--- Dataset extract ---
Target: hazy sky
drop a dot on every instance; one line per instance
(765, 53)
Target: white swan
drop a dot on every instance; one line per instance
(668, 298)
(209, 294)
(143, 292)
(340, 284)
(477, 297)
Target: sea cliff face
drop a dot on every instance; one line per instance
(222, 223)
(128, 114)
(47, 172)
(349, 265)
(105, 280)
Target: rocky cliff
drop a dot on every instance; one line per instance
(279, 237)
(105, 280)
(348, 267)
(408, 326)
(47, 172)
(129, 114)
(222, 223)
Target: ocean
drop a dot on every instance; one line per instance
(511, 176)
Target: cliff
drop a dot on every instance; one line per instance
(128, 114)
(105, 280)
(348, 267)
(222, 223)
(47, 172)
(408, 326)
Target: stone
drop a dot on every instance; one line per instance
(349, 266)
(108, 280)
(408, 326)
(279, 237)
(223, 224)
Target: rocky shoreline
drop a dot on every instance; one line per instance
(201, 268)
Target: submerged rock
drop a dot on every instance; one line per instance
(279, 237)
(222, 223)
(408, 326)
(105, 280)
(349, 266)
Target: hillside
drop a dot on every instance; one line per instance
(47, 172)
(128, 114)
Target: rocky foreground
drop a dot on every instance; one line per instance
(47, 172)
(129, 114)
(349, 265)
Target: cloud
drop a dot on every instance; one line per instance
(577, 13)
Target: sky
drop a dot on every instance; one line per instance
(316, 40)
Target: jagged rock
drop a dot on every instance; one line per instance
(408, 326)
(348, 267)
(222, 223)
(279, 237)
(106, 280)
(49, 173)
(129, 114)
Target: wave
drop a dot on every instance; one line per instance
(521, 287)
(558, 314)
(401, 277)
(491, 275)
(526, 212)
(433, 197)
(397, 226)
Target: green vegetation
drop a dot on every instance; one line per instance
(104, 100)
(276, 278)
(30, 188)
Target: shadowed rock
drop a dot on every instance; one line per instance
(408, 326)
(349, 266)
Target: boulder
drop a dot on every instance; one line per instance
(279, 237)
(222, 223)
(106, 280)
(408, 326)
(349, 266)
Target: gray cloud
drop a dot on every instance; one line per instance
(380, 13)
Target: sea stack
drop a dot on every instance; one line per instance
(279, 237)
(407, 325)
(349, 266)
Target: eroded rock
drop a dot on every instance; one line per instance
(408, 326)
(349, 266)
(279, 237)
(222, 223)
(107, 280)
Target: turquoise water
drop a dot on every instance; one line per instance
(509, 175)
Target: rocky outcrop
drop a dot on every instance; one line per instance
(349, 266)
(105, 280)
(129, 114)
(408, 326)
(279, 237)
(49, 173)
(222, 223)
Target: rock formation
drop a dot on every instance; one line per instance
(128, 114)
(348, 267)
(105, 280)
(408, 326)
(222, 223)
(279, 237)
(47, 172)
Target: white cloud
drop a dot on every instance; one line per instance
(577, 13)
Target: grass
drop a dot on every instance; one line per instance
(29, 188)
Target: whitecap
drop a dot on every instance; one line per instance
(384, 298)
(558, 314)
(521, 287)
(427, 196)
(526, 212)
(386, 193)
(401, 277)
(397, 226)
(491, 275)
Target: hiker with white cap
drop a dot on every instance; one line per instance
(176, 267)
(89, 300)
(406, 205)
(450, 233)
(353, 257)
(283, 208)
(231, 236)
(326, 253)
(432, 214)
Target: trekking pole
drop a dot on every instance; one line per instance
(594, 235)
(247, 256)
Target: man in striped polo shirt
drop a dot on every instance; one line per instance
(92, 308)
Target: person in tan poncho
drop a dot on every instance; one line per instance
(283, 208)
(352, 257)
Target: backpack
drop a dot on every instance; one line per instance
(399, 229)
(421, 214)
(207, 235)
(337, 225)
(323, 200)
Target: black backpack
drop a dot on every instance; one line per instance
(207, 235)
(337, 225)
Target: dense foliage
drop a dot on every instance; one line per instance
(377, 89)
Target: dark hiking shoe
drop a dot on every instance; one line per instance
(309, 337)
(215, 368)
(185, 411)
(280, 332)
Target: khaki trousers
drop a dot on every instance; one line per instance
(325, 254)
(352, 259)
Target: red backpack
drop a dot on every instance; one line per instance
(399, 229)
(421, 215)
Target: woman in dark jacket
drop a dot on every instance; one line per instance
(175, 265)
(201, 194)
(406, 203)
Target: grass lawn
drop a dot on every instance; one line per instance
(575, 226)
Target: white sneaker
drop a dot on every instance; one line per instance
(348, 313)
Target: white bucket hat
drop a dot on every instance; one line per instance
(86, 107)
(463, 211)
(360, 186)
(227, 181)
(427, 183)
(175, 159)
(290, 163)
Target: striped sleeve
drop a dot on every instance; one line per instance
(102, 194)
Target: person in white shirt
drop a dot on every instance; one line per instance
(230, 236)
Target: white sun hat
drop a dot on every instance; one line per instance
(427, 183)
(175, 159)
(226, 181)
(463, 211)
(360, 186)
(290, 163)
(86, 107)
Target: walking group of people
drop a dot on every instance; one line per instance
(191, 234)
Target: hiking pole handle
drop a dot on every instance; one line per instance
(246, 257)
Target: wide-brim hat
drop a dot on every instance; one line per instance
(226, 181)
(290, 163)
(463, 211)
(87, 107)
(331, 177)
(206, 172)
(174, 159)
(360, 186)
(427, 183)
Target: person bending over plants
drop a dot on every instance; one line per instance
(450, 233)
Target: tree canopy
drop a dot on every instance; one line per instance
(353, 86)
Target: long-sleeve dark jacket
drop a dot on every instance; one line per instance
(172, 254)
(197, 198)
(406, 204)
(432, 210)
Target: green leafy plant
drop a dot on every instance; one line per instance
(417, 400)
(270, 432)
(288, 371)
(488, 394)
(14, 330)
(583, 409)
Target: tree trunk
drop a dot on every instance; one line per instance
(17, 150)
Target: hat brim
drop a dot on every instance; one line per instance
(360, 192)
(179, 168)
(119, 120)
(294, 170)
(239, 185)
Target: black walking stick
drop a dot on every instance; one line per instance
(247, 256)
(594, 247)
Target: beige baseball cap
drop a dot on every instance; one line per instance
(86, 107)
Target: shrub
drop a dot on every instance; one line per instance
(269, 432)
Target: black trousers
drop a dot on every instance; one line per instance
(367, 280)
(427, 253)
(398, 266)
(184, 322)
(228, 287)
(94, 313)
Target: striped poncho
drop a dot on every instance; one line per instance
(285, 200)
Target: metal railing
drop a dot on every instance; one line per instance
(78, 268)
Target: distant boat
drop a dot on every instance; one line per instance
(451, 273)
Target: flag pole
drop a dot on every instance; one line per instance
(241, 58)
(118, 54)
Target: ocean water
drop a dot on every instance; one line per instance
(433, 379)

--- Requirement ---
Transcribe the entire listing above precisely.

--- Correct result ---
Target: hazy sky
drop a dot on every instance; one line per instance
(765, 53)
Target: white swan
drop a dot on every instance; one line per instance
(668, 298)
(209, 294)
(143, 292)
(340, 284)
(477, 297)
Target: sea cliff face
drop a dot on every instance; one line per instance
(222, 223)
(128, 114)
(47, 172)
(349, 265)
(105, 280)
Target: rocky cliff
drop a dot on every instance; one line per instance
(279, 237)
(105, 280)
(348, 267)
(408, 326)
(47, 172)
(129, 114)
(222, 223)
Target: ocean
drop a dot on every instance; one line per instance
(511, 176)
Target: cliff
drop a dot on every instance; one line per instance
(128, 114)
(105, 280)
(348, 267)
(222, 223)
(47, 172)
(408, 326)
Target: stone
drop a dot on every instance; one line per instance
(349, 266)
(108, 280)
(408, 326)
(279, 237)
(223, 224)
Target: rocky shoreline
drop a dot on every instance; one line per instance
(201, 268)
Target: submerged rock
drop a dot on every instance; one line per instance
(279, 237)
(222, 223)
(408, 326)
(105, 280)
(349, 266)
Target: hillside
drop a dot on every instance; one line per instance
(47, 172)
(128, 114)
Target: rocky foreground
drop a dot on every instance; one line per instance
(47, 172)
(129, 114)
(349, 265)
Target: cloud
drop a dot on every instance; one line per instance
(577, 13)
Target: sky
drop a dot on every instance; one line per instance
(316, 40)
Target: jagged rock
drop a dot on every instance; one line per instance
(408, 326)
(348, 267)
(222, 223)
(279, 237)
(106, 280)
(49, 173)
(129, 114)
Target: wave
drop a dot on every instance; one line per instance
(521, 287)
(558, 314)
(401, 277)
(491, 275)
(526, 212)
(433, 197)
(397, 226)
Target: green vegetation
drop a dot on every instance; one line per instance
(104, 100)
(276, 278)
(30, 188)
Target: shadowed rock
drop a dot on every instance; one line per instance
(408, 326)
(349, 266)
Target: boulder
drop a dot on every instance; one line per instance
(279, 237)
(222, 223)
(106, 280)
(408, 326)
(349, 266)
Target: gray cloud
drop a dot on every instance; one line per instance
(380, 13)
Target: sea stack
drop a dot on every instance; one line per instance
(279, 237)
(407, 325)
(349, 266)
Target: eroded rock
drop a dot on every instance; one line per instance
(408, 326)
(349, 266)
(279, 237)
(222, 223)
(107, 280)
Target: turquoise water
drop a dot on every instance; one line per instance
(509, 175)
Target: rocky outcrop
drop a dot on every instance; one line per instance
(349, 266)
(105, 280)
(129, 114)
(408, 326)
(279, 237)
(49, 173)
(222, 223)
Target: rock formation
drop a dot on every instance; one line per instance
(128, 114)
(348, 267)
(105, 280)
(408, 326)
(222, 223)
(279, 237)
(47, 172)
Target: white cloud
drop a dot on every instance; one line per instance
(577, 13)
Target: grass
drop a dot on every instance; one line per instance
(29, 188)
Target: whitecap
drop a dot on every instance; one line per instance
(384, 298)
(558, 314)
(521, 287)
(427, 196)
(526, 212)
(386, 193)
(401, 277)
(397, 226)
(491, 275)
Target: hiker with white cap
drop a dot on every instance; one line per instance
(176, 267)
(89, 300)
(406, 205)
(450, 233)
(353, 257)
(283, 208)
(231, 236)
(326, 253)
(432, 214)
Target: trekking pole
drop a dot on every instance; one line per instance
(594, 235)
(247, 256)
Target: man in striped polo shirt
drop a dot on every instance; one line per instance
(92, 308)
Target: person in tan poncho
drop a dot on every instance; one line per instance
(283, 208)
(352, 257)
Target: backpack
drop a dot on every instance; one line per instance
(399, 229)
(421, 214)
(207, 235)
(337, 225)
(323, 200)
Target: black backpack
drop a dot on every instance; one line per instance
(207, 235)
(337, 225)
Target: dense foliage
drop a dot on every instance; one line per instance
(377, 89)
Target: dark hiking shoe
drop a dot on every instance; one line per instance
(309, 337)
(215, 368)
(185, 411)
(280, 332)
Target: khaki trousers
drop a dot on every instance; one line per instance
(325, 254)
(352, 259)
Target: red backpack
drop a dot on every instance; one line per instance
(399, 229)
(421, 215)
Target: woman in dark jacket
drop a dot on every instance; one line per instance
(175, 265)
(201, 194)
(406, 203)
Target: grass lawn
drop a dot on every instance; one line per instance
(575, 226)
Target: white sneaker
drop a dot on every instance; one line per instance
(348, 313)
Target: white bucket hat
drop a dot on every instance; one line per instance
(86, 107)
(463, 211)
(360, 186)
(227, 181)
(427, 183)
(175, 159)
(290, 163)
Target: striped sleeve
drop a dot on every instance; one line per instance
(102, 194)
Target: person in white shirt
drop a dot on every instance; one line per instance
(230, 236)
Target: white sun hat
drop a dot on every instance; one line per instance
(427, 183)
(175, 159)
(226, 181)
(463, 211)
(360, 186)
(290, 163)
(86, 107)
Target: walking group of people
drop a dot on every instance; one line per instance
(191, 234)
Target: hiking pole handle
drop a dot on every instance; one line per instance
(246, 257)
Target: wide-brim hat
drop a dot on every instance; one line per instance
(226, 181)
(290, 163)
(463, 211)
(87, 107)
(331, 177)
(206, 172)
(174, 159)
(360, 186)
(427, 183)
Target: person bending over plants
drop a dot on every instance; one line per instance
(450, 233)
Target: tree canopy
drop a dot on every instance; one line per instance
(353, 86)
Target: long-sleeve dark jacket
drop a dot on every instance; one line per instance
(172, 254)
(197, 198)
(406, 204)
(432, 210)
Target: green leafy plant
drop a dot on every instance; one line per instance
(417, 400)
(270, 432)
(288, 371)
(488, 394)
(14, 330)
(583, 409)
Target: tree trunk
drop a dot on every instance; one line per instance
(17, 150)
Target: hat brim
drop a dot on every instance; one line per instance
(360, 192)
(179, 168)
(119, 120)
(294, 170)
(239, 185)
Target: black walking stick
drop a dot on every instance; one line per instance
(247, 256)
(594, 247)
Target: beige baseball cap
drop a dot on every instance; one line per instance
(86, 107)
Target: shrub
drop a dot on every instance; one line per instance
(269, 432)
Target: black trousers
drop a dot on every instance; one line per instance
(367, 280)
(427, 253)
(398, 266)
(184, 322)
(228, 287)
(94, 313)
Target: striped poncho
drop a dot on every instance; one line per instance
(285, 200)
Target: metal railing
drop a dot on every instance; one line per instance
(78, 268)
Target: distant boat
drop a dot on every instance; one line per instance
(451, 273)
Target: flag pole
drop a dot on every instance; one line per instance
(241, 58)
(118, 54)
Target: ocean water
drop a dot on every instance; one line per instance
(433, 379)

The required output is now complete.